"""

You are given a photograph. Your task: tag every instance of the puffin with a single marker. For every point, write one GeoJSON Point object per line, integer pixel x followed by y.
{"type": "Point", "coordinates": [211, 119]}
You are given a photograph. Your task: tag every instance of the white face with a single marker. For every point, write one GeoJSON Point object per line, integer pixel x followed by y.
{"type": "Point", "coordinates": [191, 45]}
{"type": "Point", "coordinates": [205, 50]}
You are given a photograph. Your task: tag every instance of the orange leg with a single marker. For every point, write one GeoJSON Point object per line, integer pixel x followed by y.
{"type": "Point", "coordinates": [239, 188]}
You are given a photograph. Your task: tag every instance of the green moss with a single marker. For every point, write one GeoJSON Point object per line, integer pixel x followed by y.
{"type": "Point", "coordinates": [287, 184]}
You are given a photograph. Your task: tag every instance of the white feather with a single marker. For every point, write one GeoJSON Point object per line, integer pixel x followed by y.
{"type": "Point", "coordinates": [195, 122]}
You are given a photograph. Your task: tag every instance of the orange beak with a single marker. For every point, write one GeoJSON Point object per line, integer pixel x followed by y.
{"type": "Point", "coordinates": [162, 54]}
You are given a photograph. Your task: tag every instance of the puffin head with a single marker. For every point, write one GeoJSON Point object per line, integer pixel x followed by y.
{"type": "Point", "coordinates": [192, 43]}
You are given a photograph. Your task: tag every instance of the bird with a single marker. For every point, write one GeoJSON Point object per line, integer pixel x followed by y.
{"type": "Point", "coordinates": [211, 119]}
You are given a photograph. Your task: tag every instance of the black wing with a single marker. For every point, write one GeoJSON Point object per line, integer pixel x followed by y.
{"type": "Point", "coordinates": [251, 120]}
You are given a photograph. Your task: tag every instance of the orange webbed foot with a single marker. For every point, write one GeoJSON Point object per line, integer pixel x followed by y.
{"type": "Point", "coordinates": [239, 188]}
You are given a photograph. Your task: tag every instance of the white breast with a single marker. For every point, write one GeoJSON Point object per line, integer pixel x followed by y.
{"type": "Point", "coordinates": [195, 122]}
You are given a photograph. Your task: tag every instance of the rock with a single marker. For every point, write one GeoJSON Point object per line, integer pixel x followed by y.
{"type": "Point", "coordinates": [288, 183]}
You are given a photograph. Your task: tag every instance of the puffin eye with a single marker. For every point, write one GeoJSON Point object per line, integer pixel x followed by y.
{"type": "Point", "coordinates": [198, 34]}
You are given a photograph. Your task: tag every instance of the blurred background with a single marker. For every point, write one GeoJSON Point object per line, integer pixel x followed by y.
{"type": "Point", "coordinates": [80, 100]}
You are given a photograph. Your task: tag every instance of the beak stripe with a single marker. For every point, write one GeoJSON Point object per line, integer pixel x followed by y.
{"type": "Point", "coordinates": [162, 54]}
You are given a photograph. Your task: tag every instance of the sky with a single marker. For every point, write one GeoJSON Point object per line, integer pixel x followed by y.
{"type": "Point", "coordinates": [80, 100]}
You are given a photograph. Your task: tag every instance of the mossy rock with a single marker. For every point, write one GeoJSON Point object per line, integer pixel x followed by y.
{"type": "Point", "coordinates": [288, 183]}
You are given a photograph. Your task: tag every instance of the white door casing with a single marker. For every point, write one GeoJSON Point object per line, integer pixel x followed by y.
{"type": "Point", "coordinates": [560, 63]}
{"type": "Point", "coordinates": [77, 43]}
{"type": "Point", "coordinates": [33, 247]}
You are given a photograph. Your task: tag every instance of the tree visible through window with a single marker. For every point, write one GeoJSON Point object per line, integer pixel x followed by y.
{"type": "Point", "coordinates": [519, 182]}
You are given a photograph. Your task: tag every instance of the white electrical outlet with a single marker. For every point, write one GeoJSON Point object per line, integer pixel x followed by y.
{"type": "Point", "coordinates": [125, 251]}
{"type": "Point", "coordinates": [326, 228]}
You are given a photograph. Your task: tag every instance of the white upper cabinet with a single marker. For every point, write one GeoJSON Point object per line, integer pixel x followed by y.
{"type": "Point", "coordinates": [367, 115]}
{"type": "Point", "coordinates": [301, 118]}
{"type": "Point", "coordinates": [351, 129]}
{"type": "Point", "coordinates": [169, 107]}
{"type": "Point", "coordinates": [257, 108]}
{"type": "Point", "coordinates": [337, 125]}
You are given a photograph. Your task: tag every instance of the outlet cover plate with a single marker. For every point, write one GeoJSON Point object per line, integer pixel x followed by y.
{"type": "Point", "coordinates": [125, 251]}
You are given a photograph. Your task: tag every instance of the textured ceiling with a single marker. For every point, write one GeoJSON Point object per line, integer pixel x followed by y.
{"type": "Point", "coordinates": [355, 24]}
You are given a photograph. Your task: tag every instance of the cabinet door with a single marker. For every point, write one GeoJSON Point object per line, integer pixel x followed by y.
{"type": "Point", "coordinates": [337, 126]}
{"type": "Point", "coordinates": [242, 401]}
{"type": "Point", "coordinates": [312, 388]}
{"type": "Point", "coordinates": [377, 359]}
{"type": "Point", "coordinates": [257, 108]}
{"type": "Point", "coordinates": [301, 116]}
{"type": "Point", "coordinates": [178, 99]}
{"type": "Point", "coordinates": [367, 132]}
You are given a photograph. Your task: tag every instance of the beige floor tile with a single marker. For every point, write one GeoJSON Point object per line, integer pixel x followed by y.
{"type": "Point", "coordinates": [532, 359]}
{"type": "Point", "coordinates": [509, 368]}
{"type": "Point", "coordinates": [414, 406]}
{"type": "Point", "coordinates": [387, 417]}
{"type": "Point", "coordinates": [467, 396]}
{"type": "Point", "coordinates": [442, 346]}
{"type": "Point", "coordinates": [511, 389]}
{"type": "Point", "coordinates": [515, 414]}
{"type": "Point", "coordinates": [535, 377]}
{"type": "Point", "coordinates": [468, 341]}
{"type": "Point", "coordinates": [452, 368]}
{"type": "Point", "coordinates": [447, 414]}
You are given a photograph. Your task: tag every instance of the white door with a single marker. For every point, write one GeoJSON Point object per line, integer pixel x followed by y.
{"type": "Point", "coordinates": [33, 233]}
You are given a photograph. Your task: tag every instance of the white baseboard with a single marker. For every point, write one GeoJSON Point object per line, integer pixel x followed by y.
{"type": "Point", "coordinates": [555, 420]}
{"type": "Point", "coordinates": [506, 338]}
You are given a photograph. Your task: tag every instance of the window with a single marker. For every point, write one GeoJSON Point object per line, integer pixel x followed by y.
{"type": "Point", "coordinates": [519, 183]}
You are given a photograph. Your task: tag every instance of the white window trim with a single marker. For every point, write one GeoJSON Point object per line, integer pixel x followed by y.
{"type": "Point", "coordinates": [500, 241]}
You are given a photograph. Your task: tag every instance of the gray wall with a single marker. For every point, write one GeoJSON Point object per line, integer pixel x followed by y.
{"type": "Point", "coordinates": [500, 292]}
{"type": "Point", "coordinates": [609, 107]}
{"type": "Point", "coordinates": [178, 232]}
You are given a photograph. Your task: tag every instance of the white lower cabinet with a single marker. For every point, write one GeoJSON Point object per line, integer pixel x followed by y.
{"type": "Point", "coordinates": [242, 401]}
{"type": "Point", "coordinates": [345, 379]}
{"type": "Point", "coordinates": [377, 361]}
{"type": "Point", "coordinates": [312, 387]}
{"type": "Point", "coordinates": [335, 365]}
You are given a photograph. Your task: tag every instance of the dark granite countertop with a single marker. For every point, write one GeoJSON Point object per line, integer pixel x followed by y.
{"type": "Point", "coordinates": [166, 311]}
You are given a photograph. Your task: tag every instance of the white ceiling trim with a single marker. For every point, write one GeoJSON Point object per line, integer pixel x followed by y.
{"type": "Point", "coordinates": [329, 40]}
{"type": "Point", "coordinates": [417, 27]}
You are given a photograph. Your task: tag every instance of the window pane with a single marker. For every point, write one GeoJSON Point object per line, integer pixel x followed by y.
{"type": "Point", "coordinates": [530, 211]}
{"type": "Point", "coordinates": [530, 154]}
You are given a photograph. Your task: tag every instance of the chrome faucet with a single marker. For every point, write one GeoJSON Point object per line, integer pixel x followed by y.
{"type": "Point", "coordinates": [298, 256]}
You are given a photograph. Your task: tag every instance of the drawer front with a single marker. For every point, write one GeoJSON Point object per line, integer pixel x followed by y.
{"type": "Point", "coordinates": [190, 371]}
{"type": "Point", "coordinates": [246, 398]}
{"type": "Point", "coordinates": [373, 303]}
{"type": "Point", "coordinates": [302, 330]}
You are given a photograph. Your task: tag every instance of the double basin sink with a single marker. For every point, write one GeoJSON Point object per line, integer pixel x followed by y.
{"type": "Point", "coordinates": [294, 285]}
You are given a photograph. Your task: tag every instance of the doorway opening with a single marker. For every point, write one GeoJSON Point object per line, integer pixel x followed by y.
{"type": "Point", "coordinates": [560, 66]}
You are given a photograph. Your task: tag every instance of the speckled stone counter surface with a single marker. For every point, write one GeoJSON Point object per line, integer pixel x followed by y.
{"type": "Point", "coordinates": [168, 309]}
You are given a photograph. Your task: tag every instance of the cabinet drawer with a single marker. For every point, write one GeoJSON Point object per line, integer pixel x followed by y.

"""

WORK TO COMPLETE =
In the listing above, find the line containing "of the doorway", then reproduce it and each line after it through the end, exactly and with nothing added.

ANSWER TO THE EXERCISE =
You are given a photograph. Your task: tag every instance of the doorway opening with a single marker. For every point, write one GeoJSON Point object per line, integer pixel x followed by y.
{"type": "Point", "coordinates": [560, 66]}
You are given a photograph. Your task: tag every instance of the speckled stone counter surface with a single marker. For every point, write one GeoJSON Point object per line, integer pixel x followed by y.
{"type": "Point", "coordinates": [168, 309]}
You are given a photograph. Your task: tag every instance of the cabinet drawer with a single marker. For every point, write one GeoJSON Point object per line, integer pixel x followed by y.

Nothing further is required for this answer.